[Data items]
***
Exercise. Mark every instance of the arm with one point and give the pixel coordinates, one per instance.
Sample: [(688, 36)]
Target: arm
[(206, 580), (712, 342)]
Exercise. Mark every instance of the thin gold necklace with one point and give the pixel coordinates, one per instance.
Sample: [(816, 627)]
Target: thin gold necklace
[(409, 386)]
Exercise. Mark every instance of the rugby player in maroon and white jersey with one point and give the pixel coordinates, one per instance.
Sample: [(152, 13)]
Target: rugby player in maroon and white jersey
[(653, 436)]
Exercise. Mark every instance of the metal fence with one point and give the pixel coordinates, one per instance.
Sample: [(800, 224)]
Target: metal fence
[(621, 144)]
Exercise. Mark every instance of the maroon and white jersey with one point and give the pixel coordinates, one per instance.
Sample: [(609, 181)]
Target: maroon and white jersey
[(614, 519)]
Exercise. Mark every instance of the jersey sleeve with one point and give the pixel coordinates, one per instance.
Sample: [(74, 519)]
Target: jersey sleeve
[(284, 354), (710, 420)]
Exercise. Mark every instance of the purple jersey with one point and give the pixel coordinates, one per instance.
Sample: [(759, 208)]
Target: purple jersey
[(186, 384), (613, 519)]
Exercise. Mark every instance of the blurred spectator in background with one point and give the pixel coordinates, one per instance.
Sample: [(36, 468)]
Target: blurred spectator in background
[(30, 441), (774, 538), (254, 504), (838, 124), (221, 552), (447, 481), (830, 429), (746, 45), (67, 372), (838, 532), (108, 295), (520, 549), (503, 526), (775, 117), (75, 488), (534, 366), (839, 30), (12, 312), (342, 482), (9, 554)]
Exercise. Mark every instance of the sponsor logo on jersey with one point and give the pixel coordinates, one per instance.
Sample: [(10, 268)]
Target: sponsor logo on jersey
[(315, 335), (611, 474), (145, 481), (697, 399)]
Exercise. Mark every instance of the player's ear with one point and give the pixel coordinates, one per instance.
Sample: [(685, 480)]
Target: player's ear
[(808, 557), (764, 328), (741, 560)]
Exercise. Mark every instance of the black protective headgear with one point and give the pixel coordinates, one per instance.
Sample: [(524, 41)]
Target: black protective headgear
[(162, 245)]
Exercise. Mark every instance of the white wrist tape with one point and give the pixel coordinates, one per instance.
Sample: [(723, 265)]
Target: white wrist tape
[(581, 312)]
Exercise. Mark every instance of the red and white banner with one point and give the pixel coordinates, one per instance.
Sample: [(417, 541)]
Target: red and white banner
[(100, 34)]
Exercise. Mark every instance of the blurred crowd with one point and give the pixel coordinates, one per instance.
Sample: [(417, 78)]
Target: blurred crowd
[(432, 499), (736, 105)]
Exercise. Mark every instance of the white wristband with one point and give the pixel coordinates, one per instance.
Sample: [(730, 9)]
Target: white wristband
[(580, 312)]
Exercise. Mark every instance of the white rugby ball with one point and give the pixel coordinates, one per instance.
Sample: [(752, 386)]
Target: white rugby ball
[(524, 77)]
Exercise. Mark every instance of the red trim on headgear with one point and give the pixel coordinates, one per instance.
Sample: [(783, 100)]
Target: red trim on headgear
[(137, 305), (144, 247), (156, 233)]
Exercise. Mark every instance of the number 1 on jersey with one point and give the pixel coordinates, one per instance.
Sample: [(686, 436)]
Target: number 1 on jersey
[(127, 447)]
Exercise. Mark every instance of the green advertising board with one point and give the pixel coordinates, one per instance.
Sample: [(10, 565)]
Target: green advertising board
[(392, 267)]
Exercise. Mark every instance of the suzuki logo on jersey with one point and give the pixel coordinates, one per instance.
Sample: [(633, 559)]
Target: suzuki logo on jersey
***
INSTRUCTIONS TO FOLLOW =
The data given before this task must be transcribed exactly and in full.

TASK OUTPUT =
Exercise. Mark every instance of the arm with one point and give the pixel coordinates, one per instance.
Sample: [(688, 36)]
Target: arm
[(206, 580), (712, 342)]
Exercise. Mark every instance of the thin gold necklace with one point and give the pixel coordinates, one per instance.
Sample: [(816, 627)]
Target: thin gold necklace
[(409, 386)]
Exercise. Mark every instance of the rugby player in maroon and white jersey with one point and give the pixel coordinates, one per instance.
Sample: [(152, 13)]
Target: rugby player in maroon and white jersey
[(653, 436)]
Exercise. Mark every instance of the metal fence with one point and give the pixel coordinates, one per instance.
Sample: [(800, 224)]
Target: metal fence
[(621, 144)]
Exercise. Mark every instance of the maroon and white jersey with one point and give the pixel coordinates, one per instance.
Sample: [(609, 181)]
Target: maroon and white jersey
[(614, 519)]
Exercise. Mark every instance of the jersey sleeve with one point and give the pixel coordinates, one per instance.
Sample: [(74, 519)]
Target: jersey sleeve
[(284, 354), (710, 420)]
Exercise. Mark every instance of the purple jersey with one point and give the pixel coordinates, one per instance.
Sample: [(759, 208)]
Target: purple jersey
[(186, 384), (613, 519)]
Exercise. Mark every instance of the blurred spectator in background with one point and give the pixel coordinates, one per instance.
Sample: [(36, 468)]
Target: blurred spectator in background
[(30, 441), (774, 538), (254, 504), (838, 124), (221, 552), (447, 481), (830, 429), (746, 45), (67, 372), (838, 532), (108, 295), (520, 549), (503, 526), (775, 117), (75, 488), (534, 366), (839, 30), (12, 312), (342, 482), (9, 554)]
Exercise. Mark every instance of the sponsor logo on jersey with one point and give the pixel coordinates, one per instance.
Sample: [(10, 268)]
Target: sponsor logo on jersey
[(315, 335), (611, 474), (145, 481), (697, 399)]
Exercise. Mark every instance of the player's ear with one point and give the pixel coordinates, one per instance.
Sample: [(685, 480)]
Target: player's ear
[(808, 557), (764, 328), (741, 560)]
Exercise. Mark every instance of the black protective headgear with one point and give the pixel coordinates, one per instance.
Sample: [(524, 41)]
Target: black protective headgear
[(162, 245)]
Exercise. Mark every instance of the white wrist tape with one point and give the pixel coordinates, one per instance.
Sample: [(723, 265)]
Target: white wrist tape
[(581, 312)]
Exercise. Mark every instance of the red and white banner with one point and give the pixel coordinates, one per instance.
Sample: [(417, 541)]
Target: red and white banner
[(100, 34)]
Exercise. Mark every instance of the blurred crowd with one point and give the pixel coordinates, one per instance.
Sample: [(417, 78)]
Target: blurred crowd
[(432, 499), (736, 105)]
Exercise. Mark every instance of the white wristband with one point and give the pixel coordinates, one per instance.
Sample: [(730, 9)]
Target: white wristband
[(580, 312)]
Exercise. Mark every instance of the white rugby ball with one point and give the pixel coordinates, one per instance.
Sample: [(752, 386)]
Target: white rugby ball
[(524, 77)]
Exercise. Mark every instance of the red trim on headgear with one point and give the pixel coordinates, one per instance.
Sample: [(783, 100)]
Target: red trim on headgear
[(137, 305), (144, 247), (156, 233)]
Exercise. Mark every instance of the number 1 on jersey with one point and give the pixel coordinates, one per instance.
Sample: [(686, 436)]
Target: number 1 on jersey
[(127, 447)]
Exercise. Mark every instance of the green advertising board with one point and give the pixel coordinates, one per instance.
Sample: [(10, 565)]
Target: green advertising board
[(392, 267)]
Exercise. Mark every instance of the suzuki logo on jersey with one point and give the pixel coordinates, one per instance.
Sample: [(633, 559)]
Target: suzuki logo on jersey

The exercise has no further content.